_ENTRIES PROVIDED_.
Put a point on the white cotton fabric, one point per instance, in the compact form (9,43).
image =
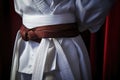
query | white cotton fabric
(68,56)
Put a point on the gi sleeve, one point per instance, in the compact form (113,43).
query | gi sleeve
(17,6)
(91,14)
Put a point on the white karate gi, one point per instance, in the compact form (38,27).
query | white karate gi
(60,58)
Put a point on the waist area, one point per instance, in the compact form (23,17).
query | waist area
(50,31)
(31,21)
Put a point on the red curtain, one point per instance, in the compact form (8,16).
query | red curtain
(103,46)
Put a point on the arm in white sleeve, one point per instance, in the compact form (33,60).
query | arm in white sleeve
(17,6)
(91,14)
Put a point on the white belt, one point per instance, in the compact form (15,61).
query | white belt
(31,21)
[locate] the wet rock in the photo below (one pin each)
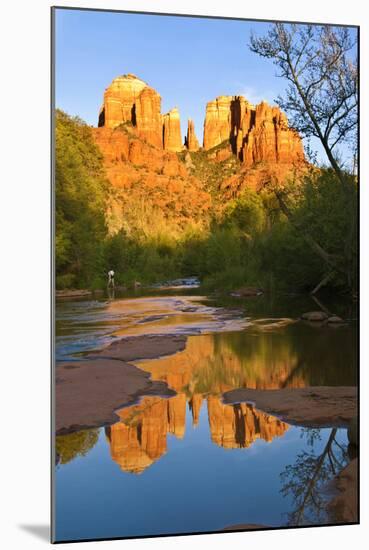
(314, 316)
(313, 406)
(335, 319)
(72, 293)
(247, 291)
(352, 432)
(88, 395)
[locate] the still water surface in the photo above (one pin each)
(191, 463)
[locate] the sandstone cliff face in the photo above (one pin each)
(191, 141)
(245, 146)
(119, 100)
(140, 173)
(172, 138)
(256, 134)
(130, 100)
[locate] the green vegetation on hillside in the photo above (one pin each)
(252, 242)
(80, 204)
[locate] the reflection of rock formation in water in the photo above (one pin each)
(240, 425)
(195, 406)
(218, 363)
(140, 438)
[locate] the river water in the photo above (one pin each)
(190, 463)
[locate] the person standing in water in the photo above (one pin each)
(111, 279)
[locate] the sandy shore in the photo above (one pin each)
(88, 392)
(315, 406)
(142, 347)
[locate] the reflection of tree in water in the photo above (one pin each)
(304, 480)
(68, 447)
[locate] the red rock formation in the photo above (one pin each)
(147, 117)
(195, 406)
(172, 137)
(130, 100)
(119, 100)
(217, 125)
(191, 141)
(256, 134)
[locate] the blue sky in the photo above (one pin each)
(188, 61)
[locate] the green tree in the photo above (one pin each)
(80, 203)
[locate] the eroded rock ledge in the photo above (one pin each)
(314, 406)
(88, 392)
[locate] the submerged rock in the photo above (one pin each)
(314, 316)
(335, 319)
(247, 291)
(352, 432)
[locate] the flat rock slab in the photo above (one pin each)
(314, 406)
(143, 347)
(88, 392)
(72, 293)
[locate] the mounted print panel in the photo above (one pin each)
(205, 183)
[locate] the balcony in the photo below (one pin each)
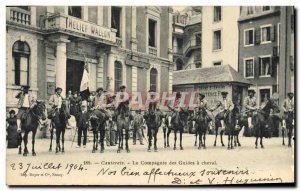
(152, 51)
(119, 41)
(18, 15)
(191, 45)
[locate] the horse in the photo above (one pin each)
(230, 121)
(178, 122)
(59, 122)
(289, 128)
(167, 129)
(31, 123)
(123, 122)
(153, 121)
(261, 120)
(201, 125)
(97, 121)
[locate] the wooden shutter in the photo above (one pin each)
(273, 33)
(257, 36)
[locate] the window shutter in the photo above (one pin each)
(257, 36)
(273, 33)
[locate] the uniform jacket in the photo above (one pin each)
(250, 103)
(288, 104)
(224, 104)
(21, 97)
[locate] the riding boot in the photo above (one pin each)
(250, 122)
(18, 125)
(283, 123)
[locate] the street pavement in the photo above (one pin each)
(274, 160)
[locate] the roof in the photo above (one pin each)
(216, 74)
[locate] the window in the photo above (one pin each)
(198, 39)
(265, 66)
(217, 63)
(75, 11)
(116, 19)
(249, 68)
(118, 75)
(266, 34)
(266, 8)
(21, 53)
(152, 31)
(250, 10)
(217, 13)
(264, 95)
(217, 40)
(249, 37)
(153, 79)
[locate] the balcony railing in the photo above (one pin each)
(119, 41)
(19, 15)
(152, 51)
(194, 43)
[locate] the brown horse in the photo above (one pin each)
(31, 123)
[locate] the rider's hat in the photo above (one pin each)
(12, 112)
(99, 89)
(122, 87)
(224, 93)
(201, 95)
(58, 88)
(253, 91)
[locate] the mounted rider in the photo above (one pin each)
(250, 106)
(55, 102)
(25, 102)
(202, 104)
(288, 106)
(123, 102)
(225, 105)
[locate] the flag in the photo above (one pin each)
(84, 85)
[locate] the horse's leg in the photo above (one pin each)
(149, 133)
(51, 138)
(126, 140)
(290, 130)
(33, 142)
(175, 138)
(155, 140)
(58, 131)
(168, 135)
(20, 142)
(282, 131)
(165, 142)
(25, 139)
(63, 139)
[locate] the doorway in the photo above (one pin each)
(74, 74)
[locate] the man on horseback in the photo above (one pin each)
(25, 102)
(288, 106)
(225, 105)
(55, 102)
(202, 104)
(250, 106)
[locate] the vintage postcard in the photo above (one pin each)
(150, 95)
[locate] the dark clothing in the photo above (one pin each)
(83, 124)
(12, 134)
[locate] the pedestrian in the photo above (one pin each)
(83, 125)
(12, 133)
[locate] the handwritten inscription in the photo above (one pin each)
(203, 172)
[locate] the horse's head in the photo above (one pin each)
(39, 110)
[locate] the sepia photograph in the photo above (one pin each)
(150, 95)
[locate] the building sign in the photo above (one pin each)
(87, 28)
(50, 88)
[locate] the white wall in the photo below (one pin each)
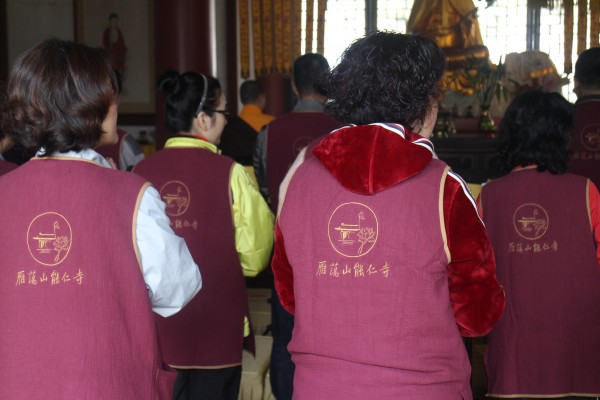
(31, 21)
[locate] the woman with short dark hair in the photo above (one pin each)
(380, 253)
(544, 225)
(88, 251)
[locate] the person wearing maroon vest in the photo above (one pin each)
(82, 276)
(585, 139)
(126, 153)
(277, 145)
(226, 223)
(544, 225)
(379, 251)
(281, 140)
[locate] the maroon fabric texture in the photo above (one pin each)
(6, 166)
(476, 297)
(372, 307)
(286, 136)
(546, 342)
(209, 331)
(585, 141)
(76, 319)
(114, 150)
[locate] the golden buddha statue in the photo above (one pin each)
(453, 25)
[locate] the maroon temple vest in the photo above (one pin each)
(585, 141)
(77, 322)
(286, 136)
(373, 315)
(194, 184)
(6, 167)
(547, 341)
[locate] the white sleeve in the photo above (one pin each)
(170, 273)
(288, 177)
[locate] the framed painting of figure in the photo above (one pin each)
(124, 30)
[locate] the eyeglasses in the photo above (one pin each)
(224, 112)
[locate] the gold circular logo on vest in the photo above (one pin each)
(301, 143)
(49, 238)
(353, 229)
(531, 221)
(590, 137)
(176, 196)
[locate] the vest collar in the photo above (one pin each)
(367, 159)
(191, 142)
(84, 155)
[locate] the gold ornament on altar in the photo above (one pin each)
(452, 25)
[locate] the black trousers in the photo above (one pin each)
(208, 384)
(282, 366)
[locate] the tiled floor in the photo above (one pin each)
(478, 384)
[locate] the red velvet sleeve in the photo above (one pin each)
(282, 270)
(594, 206)
(476, 296)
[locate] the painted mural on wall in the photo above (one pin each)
(123, 29)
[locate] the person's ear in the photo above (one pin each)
(202, 122)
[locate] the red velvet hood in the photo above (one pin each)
(367, 159)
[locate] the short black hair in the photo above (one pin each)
(587, 68)
(536, 129)
(58, 94)
(309, 71)
(183, 95)
(386, 77)
(250, 91)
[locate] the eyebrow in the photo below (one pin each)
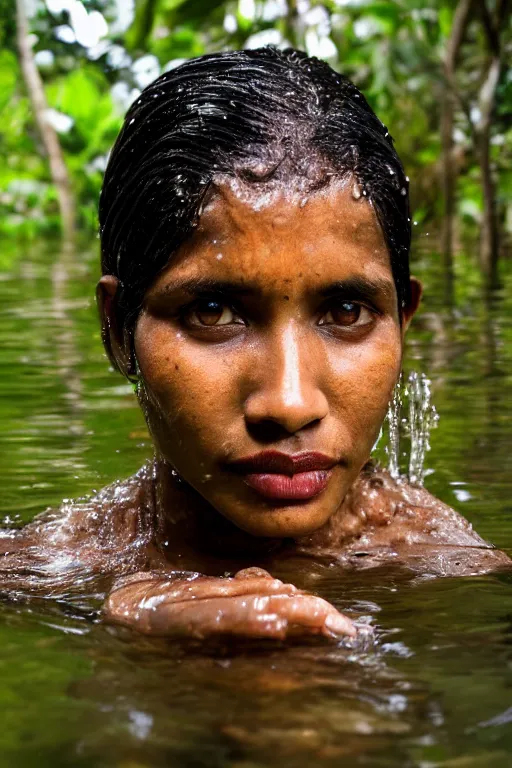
(362, 288)
(356, 287)
(204, 285)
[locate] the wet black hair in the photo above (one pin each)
(260, 116)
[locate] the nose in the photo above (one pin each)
(287, 393)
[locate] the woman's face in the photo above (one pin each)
(268, 351)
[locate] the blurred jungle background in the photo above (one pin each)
(438, 73)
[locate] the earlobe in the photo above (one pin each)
(114, 340)
(410, 310)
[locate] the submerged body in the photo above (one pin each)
(123, 545)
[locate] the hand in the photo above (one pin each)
(252, 604)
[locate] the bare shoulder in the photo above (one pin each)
(109, 532)
(409, 525)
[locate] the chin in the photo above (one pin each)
(285, 522)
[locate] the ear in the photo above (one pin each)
(409, 311)
(115, 340)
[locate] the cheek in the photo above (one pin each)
(187, 388)
(363, 380)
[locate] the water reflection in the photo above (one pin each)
(434, 690)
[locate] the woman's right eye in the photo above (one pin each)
(210, 313)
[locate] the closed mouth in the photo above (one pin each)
(281, 477)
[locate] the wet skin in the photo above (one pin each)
(274, 328)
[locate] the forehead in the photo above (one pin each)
(276, 236)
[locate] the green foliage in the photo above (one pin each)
(393, 50)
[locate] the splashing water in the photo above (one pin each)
(421, 418)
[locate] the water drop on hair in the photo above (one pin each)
(356, 191)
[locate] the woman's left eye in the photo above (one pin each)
(347, 314)
(209, 313)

_WHAT IS BEING ASKED_. The reply should be nothing but the number of lines in the entries that include "point".

_RESPONSE BELOW_. 7